◆ Selected passage ◆
*** Begin section ***
Biogas production is very much dependent on the type of feedstock used and will vary according to dry matter content, the energy left in the feedstock (if it has prolonged storage it may begin to break down), length of time spent in the digester, the type of AD plant and the purity of the feedstock.
The following is a table indicating potential biogas yields of different types of feedstock:
|Feedstock||Dry matter (percentage)||Biogas yield m3/tonne|
Manure collected from cattle and pigs during periods of the year when they are housed, typically contain 6-10% dry matter. Dairy cattle typically produce between 42 kg and 64 kg (depending on body weight) of manure per day, if they are housed for 50% of the year that corresponds to c.7-11 tonnes pa per cow. The resource from the UK beef herd of 1.8 million will be less, as they typically spend less time housed, though may still be in excess of 5 million tonnes (wet) pa. There are also 4.9 million pigs in the UK and 20 million sheep. However, as sheep are kept almost entirely outdoors collecting their manure may not be practical.
Most AD plant will not rely on a single feedstock type and will generally use a combination of different feedstock types – see for example feedstock blends being used in current AD plant operating in Europe in Annex 3. Landowners / farmers in deciding whether to participate in this investment, should not concern themselves with full feedstock requirements of the plant. In addition to on-farm feedstock that may be available, it is the responsibility of the plant owner / operator to secure long-term feedstock supply contracts for the plant. On-farm activities are not expected to be able to supply all the plants’ feedstock requirements.
The quantity of feedstock needed is dependent on a number of factors, including feedstock type, dry matter content, AD process type used, feedstock residency time in digester, efficiency rating of turbines, size of digester, plant running time and so forth. To give a better indication of types and quantities of feedstock that may be required, Annex 3 shows key data for plants currently installed in the United Kingdom.
*** End section ***
◆ About this task ◆
Write the next part of the passage on biogas feedstock, picking up after its last sentence.

[Records from a data source]
*** Begin section ***
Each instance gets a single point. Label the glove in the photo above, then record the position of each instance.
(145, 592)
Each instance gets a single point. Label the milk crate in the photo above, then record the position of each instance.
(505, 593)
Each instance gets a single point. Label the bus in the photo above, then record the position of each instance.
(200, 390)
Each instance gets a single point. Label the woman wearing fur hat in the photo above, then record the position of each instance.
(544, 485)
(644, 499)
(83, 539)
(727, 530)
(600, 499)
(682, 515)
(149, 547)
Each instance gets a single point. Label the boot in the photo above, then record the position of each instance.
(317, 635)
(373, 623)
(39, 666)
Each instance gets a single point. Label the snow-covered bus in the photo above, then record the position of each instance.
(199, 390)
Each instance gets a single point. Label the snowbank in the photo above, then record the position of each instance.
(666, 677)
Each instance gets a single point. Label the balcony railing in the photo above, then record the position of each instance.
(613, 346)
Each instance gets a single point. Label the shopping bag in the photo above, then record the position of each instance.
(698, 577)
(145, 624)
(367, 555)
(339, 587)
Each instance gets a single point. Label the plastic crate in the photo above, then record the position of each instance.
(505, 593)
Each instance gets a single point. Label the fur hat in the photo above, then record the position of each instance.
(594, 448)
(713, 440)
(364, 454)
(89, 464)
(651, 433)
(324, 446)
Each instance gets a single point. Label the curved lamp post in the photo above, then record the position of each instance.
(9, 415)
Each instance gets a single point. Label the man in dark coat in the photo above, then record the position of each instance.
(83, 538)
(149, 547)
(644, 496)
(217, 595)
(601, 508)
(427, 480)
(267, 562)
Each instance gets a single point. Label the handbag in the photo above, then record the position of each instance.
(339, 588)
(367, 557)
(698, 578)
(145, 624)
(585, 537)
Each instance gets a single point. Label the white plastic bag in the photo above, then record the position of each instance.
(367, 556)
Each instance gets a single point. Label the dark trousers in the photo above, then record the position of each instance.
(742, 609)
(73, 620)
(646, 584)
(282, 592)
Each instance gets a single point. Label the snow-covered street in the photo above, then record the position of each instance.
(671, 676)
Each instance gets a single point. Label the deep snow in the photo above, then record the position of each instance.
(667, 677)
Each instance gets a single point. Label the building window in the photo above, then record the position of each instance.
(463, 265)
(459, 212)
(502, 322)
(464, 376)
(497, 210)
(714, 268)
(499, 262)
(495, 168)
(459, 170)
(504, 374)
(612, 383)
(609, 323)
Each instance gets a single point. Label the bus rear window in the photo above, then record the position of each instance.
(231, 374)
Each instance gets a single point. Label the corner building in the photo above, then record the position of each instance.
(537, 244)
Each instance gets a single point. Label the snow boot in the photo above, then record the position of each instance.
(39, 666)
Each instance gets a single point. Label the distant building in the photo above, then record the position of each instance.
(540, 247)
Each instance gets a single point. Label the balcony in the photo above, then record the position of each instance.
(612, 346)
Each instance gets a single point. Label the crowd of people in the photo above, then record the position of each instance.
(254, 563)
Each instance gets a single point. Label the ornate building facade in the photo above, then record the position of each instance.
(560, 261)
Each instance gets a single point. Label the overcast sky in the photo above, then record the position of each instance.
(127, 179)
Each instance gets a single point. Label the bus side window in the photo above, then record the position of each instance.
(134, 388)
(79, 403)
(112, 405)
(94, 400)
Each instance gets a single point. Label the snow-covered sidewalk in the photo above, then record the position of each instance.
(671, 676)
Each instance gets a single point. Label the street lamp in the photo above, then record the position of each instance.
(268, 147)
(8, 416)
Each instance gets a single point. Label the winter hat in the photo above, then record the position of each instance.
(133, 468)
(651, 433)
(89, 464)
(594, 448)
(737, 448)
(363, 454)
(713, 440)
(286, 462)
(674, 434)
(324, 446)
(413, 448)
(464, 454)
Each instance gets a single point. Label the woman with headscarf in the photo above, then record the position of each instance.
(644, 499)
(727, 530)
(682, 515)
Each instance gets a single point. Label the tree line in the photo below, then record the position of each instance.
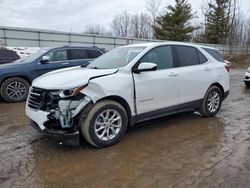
(223, 22)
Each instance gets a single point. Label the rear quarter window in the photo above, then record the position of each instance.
(78, 54)
(187, 56)
(215, 54)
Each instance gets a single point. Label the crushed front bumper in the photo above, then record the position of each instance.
(59, 135)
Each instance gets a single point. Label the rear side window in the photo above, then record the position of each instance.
(94, 54)
(58, 55)
(215, 54)
(78, 54)
(187, 56)
(162, 56)
(202, 58)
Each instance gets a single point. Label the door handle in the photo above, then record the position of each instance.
(207, 69)
(172, 74)
(65, 63)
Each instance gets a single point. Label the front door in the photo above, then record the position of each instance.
(157, 90)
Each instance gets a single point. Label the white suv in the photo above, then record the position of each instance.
(125, 86)
(247, 78)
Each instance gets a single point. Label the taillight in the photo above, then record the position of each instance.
(227, 67)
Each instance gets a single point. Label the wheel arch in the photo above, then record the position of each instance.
(122, 102)
(220, 87)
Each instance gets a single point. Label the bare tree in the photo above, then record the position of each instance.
(153, 7)
(141, 26)
(95, 29)
(121, 25)
(127, 25)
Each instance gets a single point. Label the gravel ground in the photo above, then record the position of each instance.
(184, 150)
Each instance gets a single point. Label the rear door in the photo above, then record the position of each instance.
(78, 57)
(57, 59)
(195, 73)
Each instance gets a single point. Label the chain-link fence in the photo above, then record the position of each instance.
(22, 37)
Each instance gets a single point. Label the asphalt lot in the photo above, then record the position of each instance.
(184, 150)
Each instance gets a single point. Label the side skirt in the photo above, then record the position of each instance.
(186, 107)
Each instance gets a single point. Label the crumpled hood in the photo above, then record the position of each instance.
(69, 77)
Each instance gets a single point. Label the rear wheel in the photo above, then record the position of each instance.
(15, 89)
(212, 102)
(105, 124)
(247, 84)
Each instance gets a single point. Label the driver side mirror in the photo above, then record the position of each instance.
(144, 67)
(44, 59)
*** End section ***
◆ Answer box ◆
Digestate is the effluent coming from the digester at the completion of the digestion process. Digestate has nutrient value, so producers can apply digestate to land, much like manure. There are two types of digestate:
- Fibre (a nutrient rich soil conditioner); and
- Liquor (a liquid fertilizer)
Types of Anaerobic Digestion
Mesophilic systems operate at 25-45°C and thermophilic systems operate at 50-60°C or above. Thermophilic systems have a faster biogas production per unit of feedstock and m³ digester and there is greater pathogen kill. However, the capital costs of thermophilic systems are far higher, more energy is needed to heat them and they generally require more management.
The difference between what is considered a wet process and a dry process is quite small. Effectively, in wet AD the feedstock is pumped and stirred and in dry AD it can be stacked. Dry AD tends to be cheaper to run as there is less water to heat and there is more gas production per unit feedstock. However, wet AD has a lower set-up capital cost.
Continuous Flow/Batch Flow
Most digesters are continuous flow as opening the digester and restarting the system from cold every few weeks is a management challenge. They also generally give more biogas per unit feedstock and their operating costs are lower. Some dry systems are batch flow, however.
AD occurs in several stages. Some systems have multiple digesters to ensure each stage is as efficient as possible. Multiple digesters can give you more biogas per unit feedstock but at a higher capital cost, higher operating cost and greater management requirement. Most digesters in the UK are single or double digesters.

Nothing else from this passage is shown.